→ **Records**
+--
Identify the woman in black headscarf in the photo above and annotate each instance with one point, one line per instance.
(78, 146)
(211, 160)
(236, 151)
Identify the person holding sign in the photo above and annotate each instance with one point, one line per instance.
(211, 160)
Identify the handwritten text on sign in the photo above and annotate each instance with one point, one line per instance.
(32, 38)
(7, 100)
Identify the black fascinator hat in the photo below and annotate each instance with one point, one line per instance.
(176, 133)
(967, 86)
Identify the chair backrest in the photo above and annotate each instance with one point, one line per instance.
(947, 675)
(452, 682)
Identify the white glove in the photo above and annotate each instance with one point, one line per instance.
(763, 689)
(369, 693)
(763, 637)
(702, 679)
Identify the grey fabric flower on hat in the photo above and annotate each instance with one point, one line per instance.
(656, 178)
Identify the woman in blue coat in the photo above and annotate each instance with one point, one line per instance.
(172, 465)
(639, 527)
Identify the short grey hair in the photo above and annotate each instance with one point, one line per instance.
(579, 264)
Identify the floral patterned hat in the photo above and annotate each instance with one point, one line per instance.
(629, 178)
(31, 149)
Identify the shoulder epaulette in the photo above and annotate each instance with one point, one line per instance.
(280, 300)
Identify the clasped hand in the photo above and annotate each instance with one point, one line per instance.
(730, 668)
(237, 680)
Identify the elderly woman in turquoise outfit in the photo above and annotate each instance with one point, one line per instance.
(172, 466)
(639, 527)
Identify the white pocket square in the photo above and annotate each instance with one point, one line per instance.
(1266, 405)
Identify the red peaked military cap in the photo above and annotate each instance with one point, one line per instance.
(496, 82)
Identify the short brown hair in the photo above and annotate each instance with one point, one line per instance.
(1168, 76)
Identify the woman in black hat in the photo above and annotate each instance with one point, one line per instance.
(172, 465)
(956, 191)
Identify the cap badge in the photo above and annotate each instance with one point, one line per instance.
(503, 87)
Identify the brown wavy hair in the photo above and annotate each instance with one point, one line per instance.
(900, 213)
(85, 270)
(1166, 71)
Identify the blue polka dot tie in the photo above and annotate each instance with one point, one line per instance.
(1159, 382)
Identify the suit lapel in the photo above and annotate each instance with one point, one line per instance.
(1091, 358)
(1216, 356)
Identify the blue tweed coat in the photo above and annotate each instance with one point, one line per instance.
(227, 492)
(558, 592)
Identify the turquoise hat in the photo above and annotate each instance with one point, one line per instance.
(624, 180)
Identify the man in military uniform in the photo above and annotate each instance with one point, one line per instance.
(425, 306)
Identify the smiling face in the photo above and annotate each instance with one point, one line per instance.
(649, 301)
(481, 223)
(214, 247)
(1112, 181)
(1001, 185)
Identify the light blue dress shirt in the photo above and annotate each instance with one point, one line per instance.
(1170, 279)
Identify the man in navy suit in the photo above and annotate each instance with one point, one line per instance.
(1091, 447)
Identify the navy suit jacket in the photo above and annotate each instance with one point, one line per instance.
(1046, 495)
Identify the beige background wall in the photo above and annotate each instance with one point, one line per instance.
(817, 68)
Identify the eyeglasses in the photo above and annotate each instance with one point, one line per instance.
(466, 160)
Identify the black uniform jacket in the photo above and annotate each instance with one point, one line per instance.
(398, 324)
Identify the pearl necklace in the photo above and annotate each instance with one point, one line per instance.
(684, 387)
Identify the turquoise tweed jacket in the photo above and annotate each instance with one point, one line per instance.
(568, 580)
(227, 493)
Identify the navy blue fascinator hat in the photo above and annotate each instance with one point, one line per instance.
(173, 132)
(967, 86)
+--
→ **WHAT THIS TASK INVOLVES**
Quote all of the entries exactly as they appear.

→ **ANSWER TO THE PROBLEM**
Identify the woman in black headscarf in the photo above and annotate each instance with one point, one line per instance.
(78, 146)
(211, 160)
(236, 151)
Identify the person holding sign in the photo above and annotate each instance with one point, one line per instance.
(211, 160)
Identify the handwritten text on sign in the photo above and annotate each instance with one point, one line per instance.
(32, 38)
(7, 100)
Identify the black fascinator hat in the photo below and annotate each instance with one point, one line per instance.
(176, 133)
(967, 86)
Identify the chair backrest in the photo above and annotate each instance with one point, one line per instance.
(947, 675)
(452, 682)
Identify the white glove in the photo above and annotate each instance with one point, one line per instance.
(763, 689)
(369, 693)
(763, 637)
(702, 679)
Identify the grey fabric flower on hat in the photo above and annotate each instance with one point, one line per instance.
(656, 178)
Identify the woman in blue coat in the photo above and annotate each instance with one point, one line per instance.
(172, 465)
(639, 527)
Identify the short grey hair in the photo above and annotate each instance with one point, one line per instance.
(579, 264)
Identify the floral patterned hat in the photo above and annotate each instance with one point, one line per instance.
(629, 178)
(31, 149)
Identify the shoulder epaulette in the photo above and annotate each instance with one point, one line per instance.
(280, 300)
Identify the clasped hand in the photo above and annotate each instance with one point, one line per instance.
(730, 668)
(237, 680)
Identify the elderly woman in turquoise outfit in the photo above and annotate each instance with one point, one line per instance.
(172, 466)
(639, 527)
Identify the white pocket square in the photo above and annotate each instance with one point, one line per instance.
(1266, 405)
Identify the red peaked military cap in the photo above and annotate each instance with one point, one line per instance.
(496, 82)
Identify the short brown hair in the photo above and annotate each instance with one point, one line per instance.
(1168, 76)
Identify the woman in black hat in the photo above and annotate each instance with one point, one line per instance.
(172, 465)
(956, 191)
Identify the cap badge in the photo above and annotate each instance with one point, one line per instance.
(503, 87)
Identify the brown wavy hair in the photo above and annotate each instance with one point, one line per instance.
(900, 213)
(85, 270)
(1166, 71)
Identify the blue polka dot tie in the photo above and annotate each instance with one point, one line per instance.
(1159, 382)
Identify the suit lapel in the photo above and annotate each instance with one point, one line per instance.
(1091, 358)
(1216, 356)
Identify the blue tweed coat in the photo above and annotate each instance with one point, one line per instance.
(227, 492)
(558, 592)
Identify the turquoise hat in the photo above and annotate each instance with one point, one line per instance.
(624, 180)
Identify the man in military uniform in the photo above and annotate each instance with one point, one line per instance.
(425, 306)
Identify the smiling face in the photo above and annotate each instance with one point, one line per instance.
(649, 301)
(481, 223)
(214, 247)
(1112, 181)
(1001, 185)
Identify the light blue dress shirt in the photo above and annotate each instance with one point, one line per instance.
(1170, 279)
Identify the man in navy suit in the photo above and annotate each instance with one point, one line per instance.
(1091, 447)
Identify the navy suit jacket in the photo above and annotate each instance with one point, one line per instance.
(1046, 495)
Identify the beige background wall in the photo above and annotate each instance with one point, one line per instance.
(817, 68)
Identify the eyeglasses in the photo above and annotate each instance with one point, one line per instance.
(466, 160)
Identify the black uniform jacket in the photo above and annotate each instance with one point, one line per instance.
(398, 324)
Identify the pearl necklace in the photo above and annotate each instance with one point, one line per instance.
(684, 387)
Identify the turquoise tweed jacket in the photo above and annotate each instance with one point, one line per instance.
(568, 580)
(227, 493)
Identify the navy blue fascinator hat in the photo above and annotate each instance with one point, one line per instance.
(173, 132)
(967, 86)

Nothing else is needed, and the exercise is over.